— Goal —
Rewrite the entries below with every "Indicate" swapped for "Mark". Leave everything else unchanged.

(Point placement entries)
## start
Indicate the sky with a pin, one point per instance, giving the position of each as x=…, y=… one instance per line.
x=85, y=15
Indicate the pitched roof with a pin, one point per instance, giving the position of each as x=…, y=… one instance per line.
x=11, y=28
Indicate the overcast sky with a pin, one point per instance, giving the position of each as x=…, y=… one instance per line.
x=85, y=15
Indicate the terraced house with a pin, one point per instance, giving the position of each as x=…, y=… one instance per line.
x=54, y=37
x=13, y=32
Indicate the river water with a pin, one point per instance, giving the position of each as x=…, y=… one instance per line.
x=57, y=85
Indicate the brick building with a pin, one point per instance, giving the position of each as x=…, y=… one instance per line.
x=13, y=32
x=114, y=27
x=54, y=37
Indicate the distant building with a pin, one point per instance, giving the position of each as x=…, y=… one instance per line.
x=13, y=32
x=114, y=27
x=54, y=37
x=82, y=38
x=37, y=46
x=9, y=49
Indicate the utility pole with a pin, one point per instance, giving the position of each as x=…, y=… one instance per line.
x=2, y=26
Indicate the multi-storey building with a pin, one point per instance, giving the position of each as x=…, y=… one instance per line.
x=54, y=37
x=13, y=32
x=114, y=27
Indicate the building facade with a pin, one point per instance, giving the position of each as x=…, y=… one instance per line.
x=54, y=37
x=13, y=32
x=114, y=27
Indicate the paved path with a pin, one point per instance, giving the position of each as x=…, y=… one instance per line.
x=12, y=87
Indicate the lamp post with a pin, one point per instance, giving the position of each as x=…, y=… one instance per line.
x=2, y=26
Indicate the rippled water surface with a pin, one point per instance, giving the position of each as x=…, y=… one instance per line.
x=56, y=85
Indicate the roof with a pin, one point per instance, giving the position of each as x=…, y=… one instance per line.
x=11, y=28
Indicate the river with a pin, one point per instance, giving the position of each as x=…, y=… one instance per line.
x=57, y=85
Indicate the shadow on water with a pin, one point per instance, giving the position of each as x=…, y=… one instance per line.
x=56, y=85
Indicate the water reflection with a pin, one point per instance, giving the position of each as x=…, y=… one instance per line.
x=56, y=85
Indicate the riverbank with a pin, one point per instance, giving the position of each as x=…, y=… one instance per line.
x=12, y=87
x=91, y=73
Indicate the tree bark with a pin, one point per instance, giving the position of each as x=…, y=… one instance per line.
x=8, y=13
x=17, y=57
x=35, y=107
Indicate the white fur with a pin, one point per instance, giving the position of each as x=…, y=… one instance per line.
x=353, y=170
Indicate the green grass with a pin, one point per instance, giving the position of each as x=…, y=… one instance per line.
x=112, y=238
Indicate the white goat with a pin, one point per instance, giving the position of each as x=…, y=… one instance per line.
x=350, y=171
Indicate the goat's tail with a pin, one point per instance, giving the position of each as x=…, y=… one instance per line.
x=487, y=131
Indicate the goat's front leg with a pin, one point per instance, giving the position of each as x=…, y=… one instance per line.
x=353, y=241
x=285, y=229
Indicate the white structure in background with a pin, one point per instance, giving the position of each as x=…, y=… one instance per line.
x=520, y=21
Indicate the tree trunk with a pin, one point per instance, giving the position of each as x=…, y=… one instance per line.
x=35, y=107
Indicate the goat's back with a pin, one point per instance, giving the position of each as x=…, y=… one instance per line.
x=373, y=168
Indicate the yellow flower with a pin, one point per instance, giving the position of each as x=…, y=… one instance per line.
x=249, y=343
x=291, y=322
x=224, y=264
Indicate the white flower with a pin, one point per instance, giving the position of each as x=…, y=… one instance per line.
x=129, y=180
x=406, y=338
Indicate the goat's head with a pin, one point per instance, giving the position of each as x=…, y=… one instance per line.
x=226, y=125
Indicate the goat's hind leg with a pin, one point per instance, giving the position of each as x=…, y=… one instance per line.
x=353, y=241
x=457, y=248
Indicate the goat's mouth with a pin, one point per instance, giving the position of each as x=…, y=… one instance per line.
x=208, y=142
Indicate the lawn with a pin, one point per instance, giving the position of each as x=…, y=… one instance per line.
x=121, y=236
## end
— Result of this task —
Mark the sky with a pin, one point per instance, giving the position of each as x=…, y=… one instance per line.
x=85, y=15
Mark the pitched roof with a pin, one point per instance, giving the position of each as x=…, y=… one instance per line.
x=11, y=28
Mark the overcast sky with a pin, one point per instance, giving the position of each as x=…, y=… one instance per line.
x=85, y=15
Mark the terraced house with a pin, one point per instance, giving the position of each as x=…, y=… one instance per line.
x=54, y=37
x=13, y=32
Mark the river water with a pin, one point per instance, giving the position of each as x=…, y=… one instance per line.
x=57, y=85
Mark the brick building with a pin, one point per instance, giving the position of each as x=…, y=… one instance per line.
x=13, y=32
x=114, y=27
x=54, y=37
Mark the distant building with a pin, one point per instance, giving the position of each as x=…, y=… one instance per line.
x=13, y=32
x=114, y=27
x=54, y=37
x=82, y=38
x=37, y=46
x=9, y=49
Mark the utility pole with a pin, one point per instance, giving the position of each as x=…, y=… one instance per line.
x=2, y=26
Mark the multi-storey building with a pin, one point per instance, giving the position of each as x=…, y=… one instance per line.
x=54, y=37
x=13, y=32
x=114, y=27
Mark the building facade with a pin, one point per instance, giving the position of each as x=…, y=… one instance per line.
x=54, y=37
x=13, y=32
x=114, y=27
Mark the paved path with a pin, one point per instance, giving the position of each as x=…, y=… one instance per line.
x=12, y=87
Mark the lamp post with a pin, one point per instance, giving the position of each as x=…, y=… one instance per line.
x=2, y=26
Mark the rippled water surface with a pin, one point per instance, giving the position of each as x=…, y=… one instance per line.
x=56, y=85
Mark the roof with a pin, one point per instance, giving the position of each as x=…, y=… one instance per line.
x=11, y=28
Mark the river with a pin, one point per instance, giving the position of each as x=…, y=… one instance per line.
x=57, y=85
Mark the shadow on water with a pin, one point per instance, giving the position of each as x=…, y=… one instance per line.
x=56, y=85
Mark the water reflection with a pin, one point per instance, giving the position of each as x=…, y=… one instance per line.
x=56, y=85
Mark the riverbank with a pin, one point per instance, giving the position of each as x=…, y=… one instance per line.
x=12, y=87
x=91, y=73
Mark the tree bark with a pin, one point per instance, giving the position of each as x=…, y=… one instance per line.
x=8, y=13
x=17, y=57
x=35, y=107
Mark the white fur with a pin, one point per instance, giving the position of each as x=…, y=… one instance per line.
x=353, y=170
Mark the green grass with a pin, one point per instance, giving the position of each as x=…, y=… one instance per line.
x=112, y=238
Mark the white goat with a pin, one point per instance, giving the position of each as x=…, y=… one instance per line.
x=350, y=171
Mark the goat's tail with a pin, one point per instance, giving the position of each as x=…, y=… one instance per line.
x=487, y=131
Mark the goat's front leg with a pin, one point per instance, giving the position of each as x=…, y=… one instance per line.
x=353, y=241
x=285, y=229
Mark the white structure in background with a pin, one point per instance, giving the position of each as x=…, y=… one instance per line.
x=520, y=21
Mark the tree trunk with a pin, one point per instance, giving the position of each as x=…, y=… one instance per line.
x=35, y=107
Mark the goat's back with a pin, one point per instance, giving the position of each as x=…, y=… one instance per line.
x=373, y=168
Mark the yellow flower with a pin, one point per instance, giving the position of each as x=…, y=… one instance per line.
x=249, y=343
x=291, y=322
x=224, y=264
Mark the white flower with a pin, one point per instance, giving the position of each as x=…, y=… one instance per line.
x=129, y=180
x=406, y=338
Mark the goat's head with a pin, one point per instance, giving the position of each as x=…, y=… one instance per line.
x=226, y=125
Mark the goat's hind leg with a pin, one point per instance, giving the position of each as x=…, y=… one instance per line.
x=353, y=241
x=457, y=248
Mark the goat's mouth with a pin, one point per instance, giving the position of each as x=…, y=… one instance per line.
x=208, y=142
Mark the lawn with a pin, one point per instance, giving the position of each as x=…, y=… one instance per line.
x=121, y=236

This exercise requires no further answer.